[Start of MATERIAL SHOWN]
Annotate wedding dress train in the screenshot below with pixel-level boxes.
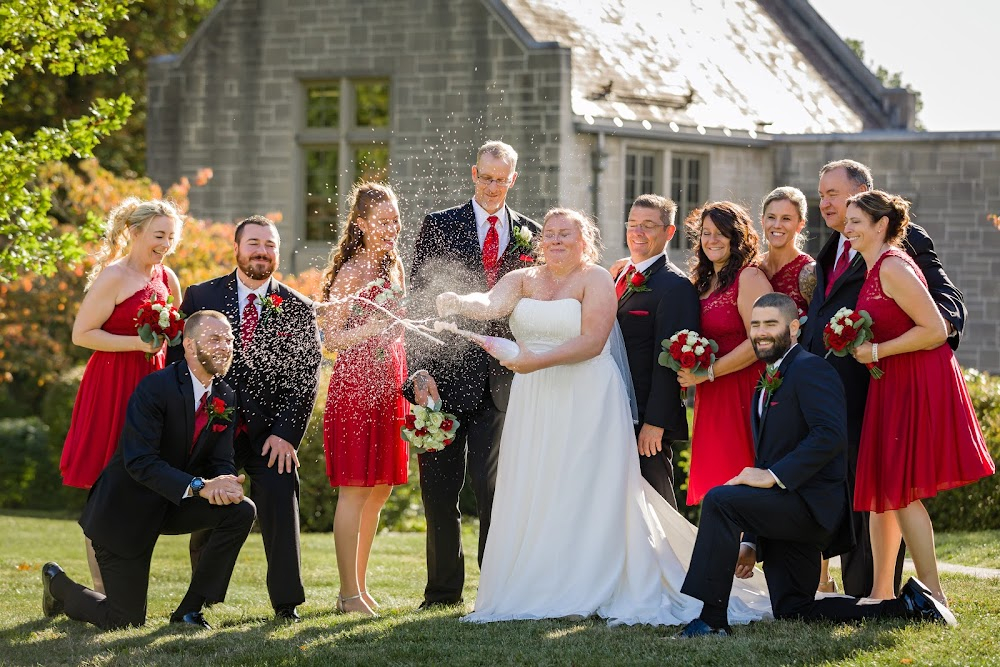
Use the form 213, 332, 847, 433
462, 298, 771, 625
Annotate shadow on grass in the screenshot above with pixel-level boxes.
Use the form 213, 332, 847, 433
0, 605, 905, 665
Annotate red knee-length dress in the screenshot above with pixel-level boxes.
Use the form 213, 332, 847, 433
59, 264, 170, 489
323, 283, 409, 486
854, 248, 994, 512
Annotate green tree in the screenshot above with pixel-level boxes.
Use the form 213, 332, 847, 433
844, 38, 927, 131
0, 0, 136, 281
0, 0, 217, 177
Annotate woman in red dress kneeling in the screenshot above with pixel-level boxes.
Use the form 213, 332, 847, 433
321, 183, 408, 616
844, 190, 994, 603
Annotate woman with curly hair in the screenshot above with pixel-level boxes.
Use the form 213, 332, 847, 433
677, 201, 772, 505
321, 183, 408, 616
59, 197, 184, 593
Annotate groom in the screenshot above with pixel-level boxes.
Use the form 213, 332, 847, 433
679, 293, 955, 638
42, 310, 255, 630
615, 195, 700, 509
403, 141, 539, 608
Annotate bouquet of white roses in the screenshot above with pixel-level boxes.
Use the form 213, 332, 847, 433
400, 402, 459, 454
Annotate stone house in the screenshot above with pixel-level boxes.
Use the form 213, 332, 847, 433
147, 0, 1000, 372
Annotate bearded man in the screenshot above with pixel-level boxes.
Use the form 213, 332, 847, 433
170, 215, 321, 622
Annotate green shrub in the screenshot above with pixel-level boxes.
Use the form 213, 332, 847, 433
0, 417, 51, 508
924, 369, 1000, 531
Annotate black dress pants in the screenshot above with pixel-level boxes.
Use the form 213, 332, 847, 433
418, 402, 506, 603
51, 498, 256, 630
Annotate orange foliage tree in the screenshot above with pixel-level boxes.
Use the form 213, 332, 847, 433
0, 160, 320, 416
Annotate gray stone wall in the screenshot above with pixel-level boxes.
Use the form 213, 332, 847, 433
774, 133, 1000, 373
148, 0, 569, 271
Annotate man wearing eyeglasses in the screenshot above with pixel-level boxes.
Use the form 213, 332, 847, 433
615, 194, 700, 509
403, 141, 540, 608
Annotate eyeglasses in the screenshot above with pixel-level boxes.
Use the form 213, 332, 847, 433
625, 222, 666, 234
476, 176, 514, 187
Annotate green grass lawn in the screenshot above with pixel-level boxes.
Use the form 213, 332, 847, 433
0, 512, 1000, 667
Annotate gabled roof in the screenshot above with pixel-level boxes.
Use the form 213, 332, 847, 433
500, 0, 890, 134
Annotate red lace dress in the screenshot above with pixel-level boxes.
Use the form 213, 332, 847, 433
59, 264, 170, 489
771, 253, 813, 317
323, 285, 409, 486
854, 248, 994, 512
687, 269, 764, 505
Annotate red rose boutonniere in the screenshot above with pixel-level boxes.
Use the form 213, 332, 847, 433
205, 397, 233, 433
757, 365, 781, 396
622, 267, 649, 299
261, 294, 284, 315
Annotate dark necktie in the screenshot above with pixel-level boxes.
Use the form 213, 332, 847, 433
615, 264, 635, 299
825, 241, 851, 296
191, 391, 208, 452
240, 293, 260, 349
483, 215, 500, 289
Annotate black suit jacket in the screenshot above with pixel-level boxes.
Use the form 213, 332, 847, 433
402, 200, 541, 412
80, 360, 236, 558
618, 257, 701, 440
750, 345, 854, 556
170, 271, 322, 450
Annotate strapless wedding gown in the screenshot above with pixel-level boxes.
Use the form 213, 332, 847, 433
462, 299, 771, 625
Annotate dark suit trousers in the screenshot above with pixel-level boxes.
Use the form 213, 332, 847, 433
52, 499, 256, 630
635, 424, 677, 509
191, 434, 306, 609
681, 486, 906, 621
418, 394, 506, 603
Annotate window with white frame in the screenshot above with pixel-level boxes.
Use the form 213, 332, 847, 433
622, 149, 663, 247
299, 78, 391, 241
670, 153, 708, 248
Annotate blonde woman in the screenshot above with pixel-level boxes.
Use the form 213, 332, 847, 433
59, 197, 183, 592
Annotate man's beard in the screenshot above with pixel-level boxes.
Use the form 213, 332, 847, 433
236, 254, 277, 280
752, 329, 792, 364
195, 343, 233, 377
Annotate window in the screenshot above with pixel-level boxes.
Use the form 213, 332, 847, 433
298, 78, 391, 241
622, 150, 662, 247
670, 153, 708, 248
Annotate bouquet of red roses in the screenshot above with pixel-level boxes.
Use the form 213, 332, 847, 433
823, 308, 884, 380
658, 329, 719, 400
400, 403, 459, 454
135, 295, 184, 360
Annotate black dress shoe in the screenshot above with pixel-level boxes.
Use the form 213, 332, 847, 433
674, 618, 733, 639
170, 611, 212, 630
274, 605, 302, 623
42, 563, 66, 616
417, 598, 465, 610
899, 577, 958, 626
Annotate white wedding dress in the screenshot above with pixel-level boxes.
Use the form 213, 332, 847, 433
462, 298, 771, 625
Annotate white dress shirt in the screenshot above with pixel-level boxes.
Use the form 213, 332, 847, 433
472, 197, 510, 257
236, 276, 271, 320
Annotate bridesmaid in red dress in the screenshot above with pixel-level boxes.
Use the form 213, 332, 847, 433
321, 183, 409, 616
760, 187, 816, 318
677, 201, 772, 505
844, 190, 995, 603
59, 197, 183, 592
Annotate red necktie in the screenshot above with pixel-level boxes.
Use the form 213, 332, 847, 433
483, 215, 500, 289
240, 293, 260, 349
615, 264, 635, 299
825, 241, 851, 296
191, 391, 208, 452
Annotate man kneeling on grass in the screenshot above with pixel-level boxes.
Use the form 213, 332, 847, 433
42, 310, 257, 630
679, 293, 956, 638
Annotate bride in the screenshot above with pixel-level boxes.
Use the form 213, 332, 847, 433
437, 209, 770, 625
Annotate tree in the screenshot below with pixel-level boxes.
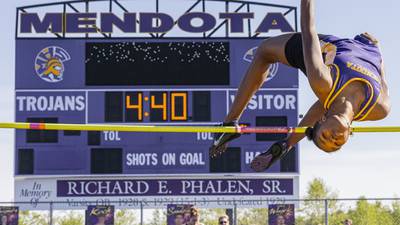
[End of MATERIAL SHOWN]
* **WHAT TO DO**:
Rewrite the records from the line containing "Annotate black dress shoe" up to and including the line containing "236, 276, 271, 320", changing "white dress shirt" to "white button-down shirt" and leaving everything else as it is. Return only those lines.

* **CORRECT RESULT**:
Annotate black dress shoe in the screenshot above with pixel-level boxes.
Use the form 213, 332, 847, 433
674, 618, 733, 639
170, 611, 212, 630
274, 605, 302, 623
42, 563, 66, 616
417, 598, 465, 610
899, 577, 958, 626
Annotate white wedding dress in the screenshot above with pixel-level boxes.
Use the form 213, 332, 847, 433
462, 298, 771, 625
Annotate white button-down shirt in the screenshot above with pixel-level boxes.
Use the form 213, 332, 847, 433
472, 197, 510, 257
236, 276, 271, 320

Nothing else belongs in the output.